Records
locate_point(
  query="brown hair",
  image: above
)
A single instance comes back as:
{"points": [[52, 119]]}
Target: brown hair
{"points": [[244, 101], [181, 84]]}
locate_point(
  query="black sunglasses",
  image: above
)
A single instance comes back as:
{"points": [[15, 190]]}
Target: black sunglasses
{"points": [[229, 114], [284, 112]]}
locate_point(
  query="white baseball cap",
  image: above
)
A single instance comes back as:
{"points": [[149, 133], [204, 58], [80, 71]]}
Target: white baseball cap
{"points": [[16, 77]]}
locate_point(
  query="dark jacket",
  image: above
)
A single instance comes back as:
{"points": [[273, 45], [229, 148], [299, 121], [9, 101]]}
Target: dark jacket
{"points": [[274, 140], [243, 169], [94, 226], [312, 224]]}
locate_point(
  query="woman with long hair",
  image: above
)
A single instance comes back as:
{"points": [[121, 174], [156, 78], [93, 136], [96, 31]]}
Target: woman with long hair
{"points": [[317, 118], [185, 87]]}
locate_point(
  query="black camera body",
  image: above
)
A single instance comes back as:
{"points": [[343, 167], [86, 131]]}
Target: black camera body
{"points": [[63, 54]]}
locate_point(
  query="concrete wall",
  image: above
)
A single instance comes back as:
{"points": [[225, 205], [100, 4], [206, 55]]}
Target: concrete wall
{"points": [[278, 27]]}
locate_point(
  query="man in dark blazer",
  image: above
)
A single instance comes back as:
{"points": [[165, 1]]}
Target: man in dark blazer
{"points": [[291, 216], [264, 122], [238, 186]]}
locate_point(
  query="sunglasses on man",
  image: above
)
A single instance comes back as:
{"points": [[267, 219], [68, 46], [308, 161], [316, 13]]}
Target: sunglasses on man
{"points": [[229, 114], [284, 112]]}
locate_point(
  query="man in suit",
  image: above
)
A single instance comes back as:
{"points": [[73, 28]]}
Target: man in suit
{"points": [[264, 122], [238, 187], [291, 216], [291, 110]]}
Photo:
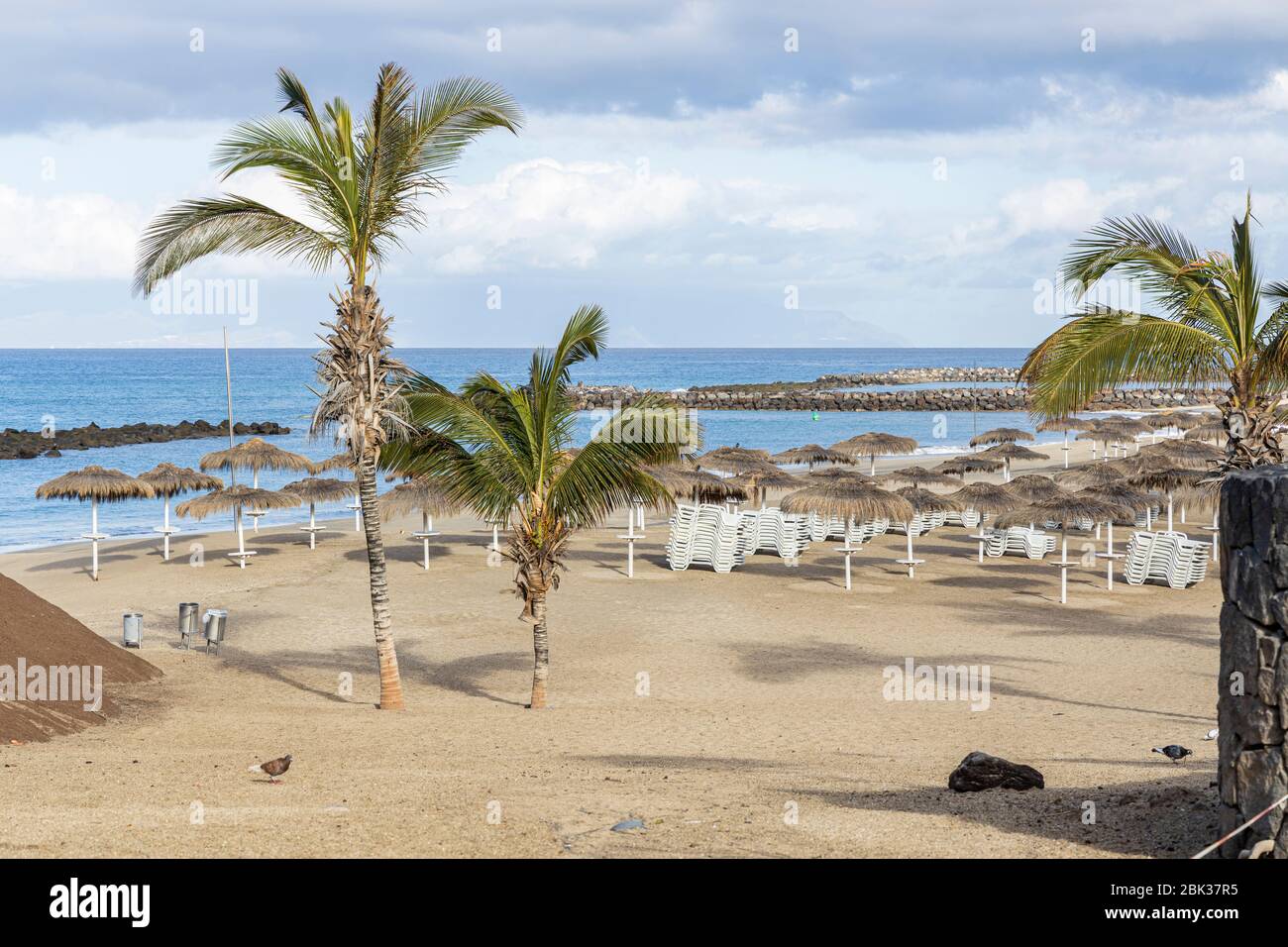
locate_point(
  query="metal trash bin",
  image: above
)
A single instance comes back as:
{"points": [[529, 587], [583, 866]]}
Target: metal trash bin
{"points": [[214, 628], [132, 629], [188, 622]]}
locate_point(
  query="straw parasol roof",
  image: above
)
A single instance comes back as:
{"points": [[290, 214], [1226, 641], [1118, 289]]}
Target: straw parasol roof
{"points": [[1009, 450], [812, 454], [986, 497], [421, 493], [1065, 424], [256, 454], [768, 478], [1205, 431], [1122, 493], [1162, 474], [232, 497], [339, 462], [925, 501], [167, 479], [848, 500], [1065, 509], [917, 475], [876, 442], [1033, 487], [1196, 454], [695, 484], [1090, 475], [94, 482], [734, 459], [1000, 436], [318, 489], [970, 463]]}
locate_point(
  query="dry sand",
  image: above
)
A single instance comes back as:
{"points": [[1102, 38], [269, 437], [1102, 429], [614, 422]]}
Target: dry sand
{"points": [[764, 698]]}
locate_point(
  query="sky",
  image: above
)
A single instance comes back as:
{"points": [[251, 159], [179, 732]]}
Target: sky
{"points": [[831, 174]]}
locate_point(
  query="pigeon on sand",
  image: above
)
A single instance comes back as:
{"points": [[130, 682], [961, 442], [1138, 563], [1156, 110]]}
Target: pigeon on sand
{"points": [[273, 768], [1173, 751]]}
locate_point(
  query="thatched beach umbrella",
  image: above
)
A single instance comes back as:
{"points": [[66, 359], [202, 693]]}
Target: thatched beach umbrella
{"points": [[1198, 455], [874, 445], [167, 480], [922, 501], [970, 463], [1090, 475], [97, 484], [761, 479], [921, 476], [256, 455], [848, 500], [1206, 431], [236, 499], [1067, 508], [1127, 499], [697, 486], [1065, 424], [421, 493], [1001, 436], [314, 489], [338, 462], [986, 497], [1163, 474], [812, 454], [1008, 451], [734, 459]]}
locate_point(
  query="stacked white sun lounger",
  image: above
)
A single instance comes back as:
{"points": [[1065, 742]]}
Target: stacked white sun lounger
{"points": [[1166, 557], [1142, 523], [969, 518], [1018, 540]]}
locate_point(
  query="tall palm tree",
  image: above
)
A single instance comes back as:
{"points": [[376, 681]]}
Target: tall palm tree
{"points": [[1211, 329], [503, 451], [360, 185]]}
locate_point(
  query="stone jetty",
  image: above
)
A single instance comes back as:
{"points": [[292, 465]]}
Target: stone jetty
{"points": [[26, 445], [811, 397]]}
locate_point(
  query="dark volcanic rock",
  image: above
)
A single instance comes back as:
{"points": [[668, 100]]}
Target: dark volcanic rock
{"points": [[26, 445], [979, 772]]}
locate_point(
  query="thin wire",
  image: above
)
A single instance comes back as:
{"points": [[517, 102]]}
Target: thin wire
{"points": [[1231, 835]]}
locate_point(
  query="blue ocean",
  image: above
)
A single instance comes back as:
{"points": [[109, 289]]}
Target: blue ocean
{"points": [[110, 386]]}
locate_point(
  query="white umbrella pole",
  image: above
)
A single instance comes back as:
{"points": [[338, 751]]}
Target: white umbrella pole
{"points": [[93, 530], [1064, 570]]}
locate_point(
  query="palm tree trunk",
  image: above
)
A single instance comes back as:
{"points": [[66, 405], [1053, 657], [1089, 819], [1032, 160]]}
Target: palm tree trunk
{"points": [[1250, 436], [541, 651], [390, 684]]}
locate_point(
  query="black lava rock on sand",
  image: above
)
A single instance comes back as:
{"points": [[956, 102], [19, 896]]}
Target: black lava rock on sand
{"points": [[979, 772], [27, 445]]}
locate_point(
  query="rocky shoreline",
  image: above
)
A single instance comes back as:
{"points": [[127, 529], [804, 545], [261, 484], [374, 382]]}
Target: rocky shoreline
{"points": [[26, 445], [812, 398]]}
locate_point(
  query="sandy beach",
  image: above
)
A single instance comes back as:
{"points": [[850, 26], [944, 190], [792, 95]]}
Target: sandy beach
{"points": [[733, 714]]}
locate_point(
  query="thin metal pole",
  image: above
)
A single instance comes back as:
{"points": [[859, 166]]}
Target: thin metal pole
{"points": [[228, 388]]}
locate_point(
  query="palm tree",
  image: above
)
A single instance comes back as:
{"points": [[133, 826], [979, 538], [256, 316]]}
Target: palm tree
{"points": [[1211, 329], [503, 451], [360, 187]]}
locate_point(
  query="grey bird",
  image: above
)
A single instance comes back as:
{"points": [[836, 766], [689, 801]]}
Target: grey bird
{"points": [[1173, 751], [273, 768]]}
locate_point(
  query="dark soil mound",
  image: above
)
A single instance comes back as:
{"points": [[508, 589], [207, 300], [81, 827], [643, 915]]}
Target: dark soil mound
{"points": [[44, 635]]}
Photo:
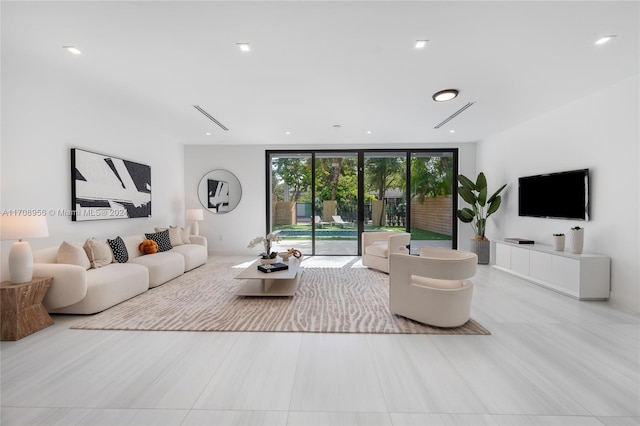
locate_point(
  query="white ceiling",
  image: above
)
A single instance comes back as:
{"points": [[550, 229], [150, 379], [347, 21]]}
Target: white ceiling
{"points": [[316, 64]]}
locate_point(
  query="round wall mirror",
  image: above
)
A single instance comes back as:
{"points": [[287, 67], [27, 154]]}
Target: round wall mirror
{"points": [[219, 191]]}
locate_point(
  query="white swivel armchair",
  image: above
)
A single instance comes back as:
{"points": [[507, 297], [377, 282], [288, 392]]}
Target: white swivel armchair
{"points": [[433, 288], [377, 246]]}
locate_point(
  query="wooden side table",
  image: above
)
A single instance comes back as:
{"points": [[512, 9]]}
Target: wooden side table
{"points": [[21, 308]]}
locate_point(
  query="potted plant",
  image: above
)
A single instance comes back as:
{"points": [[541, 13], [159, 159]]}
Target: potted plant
{"points": [[267, 256], [481, 207]]}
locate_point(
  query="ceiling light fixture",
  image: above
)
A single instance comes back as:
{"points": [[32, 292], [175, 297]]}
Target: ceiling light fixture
{"points": [[445, 95], [72, 49], [604, 39]]}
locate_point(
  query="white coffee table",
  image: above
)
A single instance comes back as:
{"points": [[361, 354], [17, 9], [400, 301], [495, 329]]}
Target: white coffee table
{"points": [[280, 283]]}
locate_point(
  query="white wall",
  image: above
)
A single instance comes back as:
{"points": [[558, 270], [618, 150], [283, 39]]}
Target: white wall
{"points": [[44, 114], [229, 233], [599, 132]]}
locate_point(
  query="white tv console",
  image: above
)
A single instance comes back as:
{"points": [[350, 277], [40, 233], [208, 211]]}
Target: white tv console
{"points": [[582, 276]]}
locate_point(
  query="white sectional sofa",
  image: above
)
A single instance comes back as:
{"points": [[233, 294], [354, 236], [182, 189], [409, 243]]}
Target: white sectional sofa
{"points": [[79, 288]]}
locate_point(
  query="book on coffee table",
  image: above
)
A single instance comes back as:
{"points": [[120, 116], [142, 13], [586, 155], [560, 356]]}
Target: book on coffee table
{"points": [[273, 267]]}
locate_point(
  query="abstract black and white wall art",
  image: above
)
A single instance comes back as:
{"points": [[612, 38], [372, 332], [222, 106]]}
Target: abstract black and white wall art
{"points": [[219, 191], [107, 187]]}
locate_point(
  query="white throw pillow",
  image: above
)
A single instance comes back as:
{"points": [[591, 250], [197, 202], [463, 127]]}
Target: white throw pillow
{"points": [[73, 254], [99, 253]]}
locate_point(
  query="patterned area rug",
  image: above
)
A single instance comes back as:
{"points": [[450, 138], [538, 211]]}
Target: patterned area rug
{"points": [[328, 300]]}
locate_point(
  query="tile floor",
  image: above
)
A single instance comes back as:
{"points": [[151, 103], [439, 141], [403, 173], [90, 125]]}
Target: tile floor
{"points": [[550, 360]]}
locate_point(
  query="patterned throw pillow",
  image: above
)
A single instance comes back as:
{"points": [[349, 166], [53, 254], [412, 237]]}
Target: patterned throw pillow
{"points": [[162, 238], [119, 250]]}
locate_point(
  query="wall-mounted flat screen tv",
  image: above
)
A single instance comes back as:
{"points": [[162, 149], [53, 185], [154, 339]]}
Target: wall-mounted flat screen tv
{"points": [[563, 195]]}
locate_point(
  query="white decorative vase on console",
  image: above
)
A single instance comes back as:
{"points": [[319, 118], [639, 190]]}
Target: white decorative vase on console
{"points": [[577, 239], [558, 242]]}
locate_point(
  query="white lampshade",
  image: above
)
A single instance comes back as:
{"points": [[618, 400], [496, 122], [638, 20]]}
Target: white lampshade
{"points": [[21, 256], [195, 214]]}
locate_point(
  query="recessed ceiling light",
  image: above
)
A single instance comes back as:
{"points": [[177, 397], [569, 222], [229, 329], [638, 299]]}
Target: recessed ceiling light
{"points": [[72, 49], [445, 95], [604, 39]]}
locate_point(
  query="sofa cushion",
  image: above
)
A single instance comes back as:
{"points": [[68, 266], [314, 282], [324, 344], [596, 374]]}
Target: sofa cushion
{"points": [[109, 286], [378, 249], [194, 255], [162, 267], [119, 250], [99, 253], [162, 238], [175, 235], [72, 254], [435, 283]]}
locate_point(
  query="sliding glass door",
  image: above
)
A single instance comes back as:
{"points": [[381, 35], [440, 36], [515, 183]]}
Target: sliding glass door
{"points": [[336, 203], [321, 201], [433, 201]]}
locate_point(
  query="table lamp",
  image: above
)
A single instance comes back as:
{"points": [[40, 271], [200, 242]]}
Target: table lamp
{"points": [[21, 257], [195, 215]]}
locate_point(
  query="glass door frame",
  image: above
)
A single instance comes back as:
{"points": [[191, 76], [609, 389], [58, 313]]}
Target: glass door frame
{"points": [[361, 191]]}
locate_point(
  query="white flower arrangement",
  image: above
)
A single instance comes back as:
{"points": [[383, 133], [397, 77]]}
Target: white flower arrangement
{"points": [[266, 241]]}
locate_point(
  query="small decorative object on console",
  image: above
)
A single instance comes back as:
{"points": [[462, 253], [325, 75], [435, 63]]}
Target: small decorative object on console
{"points": [[558, 242], [274, 267], [577, 239]]}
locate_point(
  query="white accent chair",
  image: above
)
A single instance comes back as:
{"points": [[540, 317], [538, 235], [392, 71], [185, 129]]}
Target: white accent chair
{"points": [[337, 220], [433, 288], [378, 245]]}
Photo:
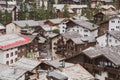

== Your goal ==
Locate every line in the listing above that contains the word "thatched" and copy each one out. Case counts.

== Correct response ==
  query="thatched beach umbrella",
Target: thatched beach umbrella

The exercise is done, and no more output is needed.